**TASK**
Please put the rows, from the line containing "Where can you find the red plastic" through the last of the rows, into a JSON list of strings with one string per line and blank lines left out.

◇ ◇ ◇ ◇ ◇

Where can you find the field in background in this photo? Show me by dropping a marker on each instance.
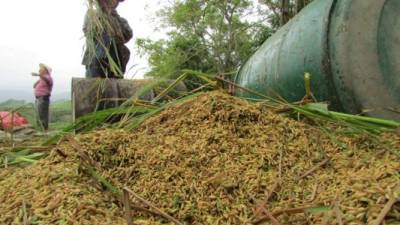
(60, 112)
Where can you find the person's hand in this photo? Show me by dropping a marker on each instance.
(36, 83)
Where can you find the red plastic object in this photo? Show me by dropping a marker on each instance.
(8, 121)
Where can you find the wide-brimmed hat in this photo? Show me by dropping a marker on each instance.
(46, 67)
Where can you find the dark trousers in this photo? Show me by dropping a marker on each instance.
(42, 109)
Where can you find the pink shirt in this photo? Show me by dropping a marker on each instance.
(44, 86)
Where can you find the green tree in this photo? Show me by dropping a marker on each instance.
(281, 11)
(213, 36)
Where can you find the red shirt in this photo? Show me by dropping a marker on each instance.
(44, 86)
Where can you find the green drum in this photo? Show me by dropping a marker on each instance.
(350, 47)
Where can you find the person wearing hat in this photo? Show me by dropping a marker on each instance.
(43, 88)
(106, 32)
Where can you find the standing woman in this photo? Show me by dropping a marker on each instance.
(43, 88)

◇ ◇ ◇ ◇ ◇

**RESPONSE**
[
  "Where can you find the red plastic object in this photo? Show me by dropping a marker on each instance.",
  "(8, 121)",
  "Where can you find the wide-brimmed hat in this photo? Show me by dropping a marker on each instance.",
  "(46, 67)",
  "Where can you find the dark trousers in this photo? Show me by dropping a marker on each instance.",
  "(42, 109)",
  "Where can you find the pink shirt in this photo? Show me by dropping a marker on each instance.",
  "(44, 86)",
  "Where can you find the green tree in this photo? Show me by dropping a marker on each instance.",
  "(281, 11)",
  "(213, 36)",
  "Where can you find the red shirt in this photo? Show me by dropping a marker on each instance.",
  "(44, 86)",
  "Where can you find the green drum in this photo? Show me by dropping a marker on each instance.",
  "(350, 47)",
  "Where can you find the person wearing hat in this photo? Show me by dropping a marker on each instance.",
  "(43, 88)",
  "(106, 32)",
  "Where can you find the standing woman in this photo? Show me by dropping a marker on each instance.",
  "(43, 88)"
]